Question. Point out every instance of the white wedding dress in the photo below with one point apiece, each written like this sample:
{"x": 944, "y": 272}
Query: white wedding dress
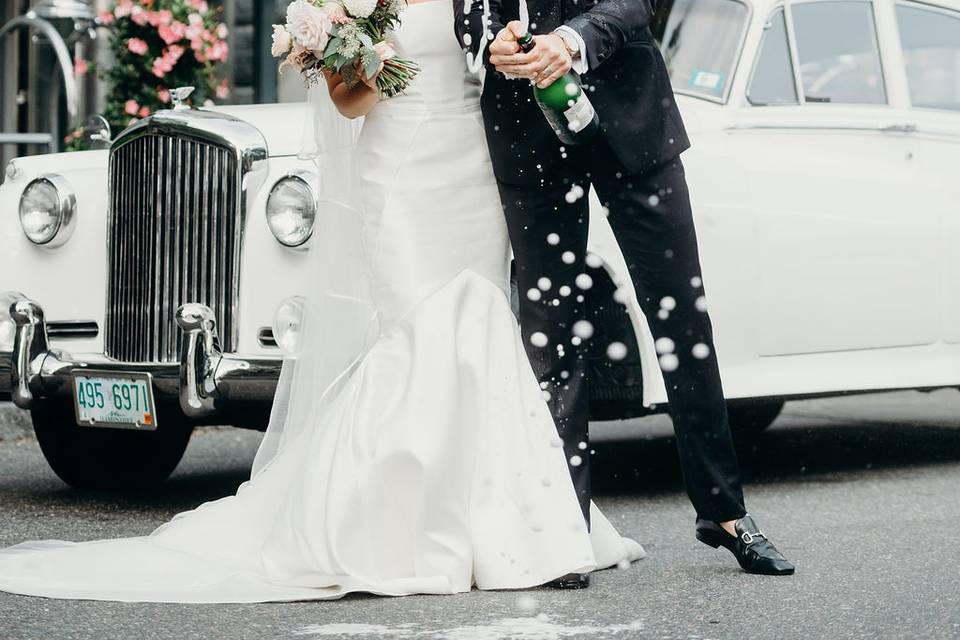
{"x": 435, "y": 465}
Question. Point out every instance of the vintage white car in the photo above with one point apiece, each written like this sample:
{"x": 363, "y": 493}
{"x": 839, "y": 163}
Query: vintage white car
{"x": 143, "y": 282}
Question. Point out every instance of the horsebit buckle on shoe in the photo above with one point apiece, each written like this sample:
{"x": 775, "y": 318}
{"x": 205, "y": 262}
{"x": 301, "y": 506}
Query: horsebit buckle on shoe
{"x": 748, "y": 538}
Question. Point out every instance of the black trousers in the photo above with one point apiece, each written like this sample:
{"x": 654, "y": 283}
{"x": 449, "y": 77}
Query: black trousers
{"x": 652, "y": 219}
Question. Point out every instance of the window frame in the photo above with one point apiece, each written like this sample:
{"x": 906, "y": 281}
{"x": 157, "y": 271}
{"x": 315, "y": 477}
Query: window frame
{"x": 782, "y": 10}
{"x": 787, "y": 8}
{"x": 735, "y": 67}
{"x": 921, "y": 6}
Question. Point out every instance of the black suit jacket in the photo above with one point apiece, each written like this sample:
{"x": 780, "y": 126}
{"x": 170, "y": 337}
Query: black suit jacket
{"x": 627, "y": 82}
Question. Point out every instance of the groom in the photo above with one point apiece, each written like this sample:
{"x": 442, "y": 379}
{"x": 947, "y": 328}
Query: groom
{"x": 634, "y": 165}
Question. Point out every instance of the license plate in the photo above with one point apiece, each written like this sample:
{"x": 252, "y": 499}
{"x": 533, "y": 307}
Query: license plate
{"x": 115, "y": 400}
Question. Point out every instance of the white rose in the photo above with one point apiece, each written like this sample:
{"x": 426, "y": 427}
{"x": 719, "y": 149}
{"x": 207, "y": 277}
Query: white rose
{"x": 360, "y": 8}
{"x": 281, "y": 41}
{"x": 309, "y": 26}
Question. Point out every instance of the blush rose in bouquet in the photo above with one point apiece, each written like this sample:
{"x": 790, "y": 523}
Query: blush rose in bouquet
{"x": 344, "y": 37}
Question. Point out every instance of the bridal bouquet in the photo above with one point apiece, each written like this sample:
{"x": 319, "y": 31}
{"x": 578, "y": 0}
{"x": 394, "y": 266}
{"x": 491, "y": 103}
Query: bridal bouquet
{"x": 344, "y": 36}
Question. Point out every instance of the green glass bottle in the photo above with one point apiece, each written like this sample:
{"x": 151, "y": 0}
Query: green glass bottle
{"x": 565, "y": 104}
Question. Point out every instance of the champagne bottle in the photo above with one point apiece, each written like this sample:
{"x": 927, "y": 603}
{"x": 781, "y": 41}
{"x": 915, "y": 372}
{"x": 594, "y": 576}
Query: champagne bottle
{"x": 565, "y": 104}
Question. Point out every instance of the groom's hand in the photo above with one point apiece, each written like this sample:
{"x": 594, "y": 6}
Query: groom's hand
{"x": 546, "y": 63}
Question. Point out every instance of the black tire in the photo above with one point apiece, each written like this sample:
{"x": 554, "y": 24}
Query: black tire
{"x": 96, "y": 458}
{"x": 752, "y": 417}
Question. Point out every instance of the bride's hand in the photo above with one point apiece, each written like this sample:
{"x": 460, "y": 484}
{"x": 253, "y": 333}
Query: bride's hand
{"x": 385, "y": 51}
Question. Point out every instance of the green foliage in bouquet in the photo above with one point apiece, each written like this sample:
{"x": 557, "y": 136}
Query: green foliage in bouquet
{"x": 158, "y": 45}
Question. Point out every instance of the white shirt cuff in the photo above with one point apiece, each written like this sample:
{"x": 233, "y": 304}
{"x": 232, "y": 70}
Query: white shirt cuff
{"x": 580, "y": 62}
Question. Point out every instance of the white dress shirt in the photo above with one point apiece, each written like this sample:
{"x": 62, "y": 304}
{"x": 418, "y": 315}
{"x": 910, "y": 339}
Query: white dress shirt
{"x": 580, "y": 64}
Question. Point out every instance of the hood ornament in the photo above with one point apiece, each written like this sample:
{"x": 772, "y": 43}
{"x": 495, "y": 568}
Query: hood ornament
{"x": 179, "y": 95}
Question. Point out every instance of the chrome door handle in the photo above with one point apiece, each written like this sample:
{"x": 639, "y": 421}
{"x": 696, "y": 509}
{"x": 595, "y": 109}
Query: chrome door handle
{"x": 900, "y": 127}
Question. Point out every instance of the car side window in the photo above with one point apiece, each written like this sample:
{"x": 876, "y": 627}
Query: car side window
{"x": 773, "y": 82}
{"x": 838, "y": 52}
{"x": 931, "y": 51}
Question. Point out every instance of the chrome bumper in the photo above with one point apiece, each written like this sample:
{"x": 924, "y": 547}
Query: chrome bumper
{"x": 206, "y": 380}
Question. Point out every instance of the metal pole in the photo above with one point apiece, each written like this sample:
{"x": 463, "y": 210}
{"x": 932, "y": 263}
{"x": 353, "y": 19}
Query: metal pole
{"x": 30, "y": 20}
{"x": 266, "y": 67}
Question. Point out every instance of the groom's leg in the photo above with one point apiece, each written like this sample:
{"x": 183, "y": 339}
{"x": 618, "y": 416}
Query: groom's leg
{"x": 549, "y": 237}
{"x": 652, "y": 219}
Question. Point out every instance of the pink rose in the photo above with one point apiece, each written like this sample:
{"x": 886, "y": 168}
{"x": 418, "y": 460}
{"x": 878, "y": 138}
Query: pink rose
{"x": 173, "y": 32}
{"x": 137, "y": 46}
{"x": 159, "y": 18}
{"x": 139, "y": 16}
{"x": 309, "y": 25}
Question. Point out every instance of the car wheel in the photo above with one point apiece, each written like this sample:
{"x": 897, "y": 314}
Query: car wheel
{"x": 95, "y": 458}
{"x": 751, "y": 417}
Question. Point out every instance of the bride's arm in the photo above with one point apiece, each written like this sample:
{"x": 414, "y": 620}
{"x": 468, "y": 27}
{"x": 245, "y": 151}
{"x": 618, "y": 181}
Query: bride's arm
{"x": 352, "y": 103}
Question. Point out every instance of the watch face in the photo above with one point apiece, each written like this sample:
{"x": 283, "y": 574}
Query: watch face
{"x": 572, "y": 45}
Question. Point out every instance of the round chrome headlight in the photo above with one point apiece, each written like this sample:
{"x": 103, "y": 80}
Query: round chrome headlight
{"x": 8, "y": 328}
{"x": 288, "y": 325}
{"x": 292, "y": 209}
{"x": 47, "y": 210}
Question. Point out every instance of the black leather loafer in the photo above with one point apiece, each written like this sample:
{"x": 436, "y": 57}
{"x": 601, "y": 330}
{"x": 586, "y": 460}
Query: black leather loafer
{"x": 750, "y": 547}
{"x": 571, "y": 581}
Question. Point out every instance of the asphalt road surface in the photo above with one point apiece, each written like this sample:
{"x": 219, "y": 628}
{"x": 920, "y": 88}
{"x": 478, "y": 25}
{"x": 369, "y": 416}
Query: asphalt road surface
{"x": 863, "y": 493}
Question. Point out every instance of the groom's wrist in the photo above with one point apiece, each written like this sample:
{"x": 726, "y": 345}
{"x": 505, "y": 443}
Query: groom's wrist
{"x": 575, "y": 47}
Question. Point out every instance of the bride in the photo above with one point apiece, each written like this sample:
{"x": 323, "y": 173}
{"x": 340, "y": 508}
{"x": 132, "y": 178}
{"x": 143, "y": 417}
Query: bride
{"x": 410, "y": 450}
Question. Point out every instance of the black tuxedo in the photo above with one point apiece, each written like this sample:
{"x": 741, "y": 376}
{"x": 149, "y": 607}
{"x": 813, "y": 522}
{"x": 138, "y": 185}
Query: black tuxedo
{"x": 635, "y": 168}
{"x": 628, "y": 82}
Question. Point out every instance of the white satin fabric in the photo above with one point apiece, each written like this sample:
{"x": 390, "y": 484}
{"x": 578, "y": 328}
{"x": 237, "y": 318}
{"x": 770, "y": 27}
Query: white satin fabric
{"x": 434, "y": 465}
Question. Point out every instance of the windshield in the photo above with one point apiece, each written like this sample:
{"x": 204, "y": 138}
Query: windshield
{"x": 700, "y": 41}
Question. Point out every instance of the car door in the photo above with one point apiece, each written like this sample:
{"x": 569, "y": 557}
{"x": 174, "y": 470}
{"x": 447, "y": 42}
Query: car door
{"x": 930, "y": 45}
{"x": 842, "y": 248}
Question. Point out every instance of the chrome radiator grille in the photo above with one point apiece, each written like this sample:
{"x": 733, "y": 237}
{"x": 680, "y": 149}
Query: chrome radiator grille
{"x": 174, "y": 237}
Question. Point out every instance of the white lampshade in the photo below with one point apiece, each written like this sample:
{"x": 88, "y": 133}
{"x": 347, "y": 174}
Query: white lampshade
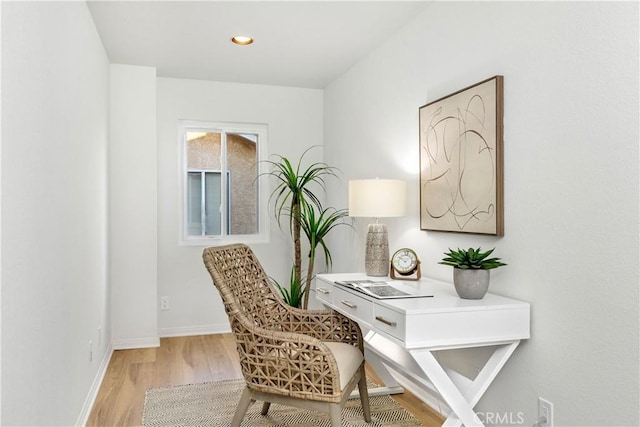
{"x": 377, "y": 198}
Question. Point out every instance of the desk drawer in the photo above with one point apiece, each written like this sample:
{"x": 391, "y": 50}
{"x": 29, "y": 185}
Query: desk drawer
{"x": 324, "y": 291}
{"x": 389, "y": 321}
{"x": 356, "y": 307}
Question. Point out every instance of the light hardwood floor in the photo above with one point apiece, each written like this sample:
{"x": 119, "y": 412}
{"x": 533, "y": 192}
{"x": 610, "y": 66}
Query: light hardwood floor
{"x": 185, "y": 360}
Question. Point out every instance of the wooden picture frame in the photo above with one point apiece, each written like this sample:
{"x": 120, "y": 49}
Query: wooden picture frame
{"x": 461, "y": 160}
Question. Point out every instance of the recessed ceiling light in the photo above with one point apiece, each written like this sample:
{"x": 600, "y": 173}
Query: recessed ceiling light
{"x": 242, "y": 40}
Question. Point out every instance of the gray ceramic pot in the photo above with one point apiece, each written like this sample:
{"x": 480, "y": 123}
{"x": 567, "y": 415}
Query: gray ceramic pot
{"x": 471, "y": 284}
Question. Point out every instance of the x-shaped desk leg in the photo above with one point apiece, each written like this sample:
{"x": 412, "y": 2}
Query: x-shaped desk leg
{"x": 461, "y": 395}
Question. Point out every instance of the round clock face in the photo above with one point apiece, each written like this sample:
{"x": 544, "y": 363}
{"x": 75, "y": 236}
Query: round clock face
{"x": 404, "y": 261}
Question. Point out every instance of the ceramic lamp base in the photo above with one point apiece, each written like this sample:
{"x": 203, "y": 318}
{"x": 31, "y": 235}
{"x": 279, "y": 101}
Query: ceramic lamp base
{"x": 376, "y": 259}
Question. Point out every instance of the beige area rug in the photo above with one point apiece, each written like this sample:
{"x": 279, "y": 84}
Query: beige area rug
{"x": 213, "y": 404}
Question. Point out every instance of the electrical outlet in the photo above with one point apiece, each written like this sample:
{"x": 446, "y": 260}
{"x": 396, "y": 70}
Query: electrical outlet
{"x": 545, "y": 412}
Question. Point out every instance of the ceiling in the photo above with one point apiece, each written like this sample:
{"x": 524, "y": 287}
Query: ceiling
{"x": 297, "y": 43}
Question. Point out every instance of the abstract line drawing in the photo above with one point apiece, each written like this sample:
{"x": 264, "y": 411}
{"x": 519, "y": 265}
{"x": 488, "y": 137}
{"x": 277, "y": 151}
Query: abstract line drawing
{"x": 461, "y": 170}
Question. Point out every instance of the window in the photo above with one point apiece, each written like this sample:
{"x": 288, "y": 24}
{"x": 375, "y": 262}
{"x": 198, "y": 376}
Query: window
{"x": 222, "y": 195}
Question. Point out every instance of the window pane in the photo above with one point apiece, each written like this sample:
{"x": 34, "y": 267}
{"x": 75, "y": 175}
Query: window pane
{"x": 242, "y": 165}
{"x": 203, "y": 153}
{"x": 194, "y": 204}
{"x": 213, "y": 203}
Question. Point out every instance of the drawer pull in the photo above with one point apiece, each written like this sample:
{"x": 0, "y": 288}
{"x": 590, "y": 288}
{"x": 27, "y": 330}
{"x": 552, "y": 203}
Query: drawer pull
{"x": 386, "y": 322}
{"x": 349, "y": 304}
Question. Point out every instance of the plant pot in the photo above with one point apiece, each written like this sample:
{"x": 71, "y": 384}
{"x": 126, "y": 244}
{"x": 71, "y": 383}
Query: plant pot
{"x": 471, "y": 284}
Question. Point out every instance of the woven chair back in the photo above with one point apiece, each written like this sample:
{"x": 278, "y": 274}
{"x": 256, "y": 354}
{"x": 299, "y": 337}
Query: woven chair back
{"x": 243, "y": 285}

§ OBJECTIVE: Starting at the line that contains "Question. Point out every instance of the drawer", quote each remaining line of the entries above, unchanged.

§ THE REPLY:
Question. Point out every instance of the drawer pull in the photo above with one point apiece, each written like this sample:
{"x": 0, "y": 288}
{"x": 590, "y": 288}
{"x": 27, "y": 330}
{"x": 552, "y": 203}
Query: drawer pull
{"x": 386, "y": 322}
{"x": 349, "y": 304}
Question. Point out every instance of the plant pot in the photo above with one point apiece, each written like this sample:
{"x": 71, "y": 384}
{"x": 126, "y": 244}
{"x": 71, "y": 383}
Query: plant pot
{"x": 471, "y": 284}
Question. Point out every instance of the woven chair back in the photo above with one point apiece, each written like this sample:
{"x": 278, "y": 274}
{"x": 256, "y": 354}
{"x": 299, "y": 337}
Query: woven chair back
{"x": 243, "y": 285}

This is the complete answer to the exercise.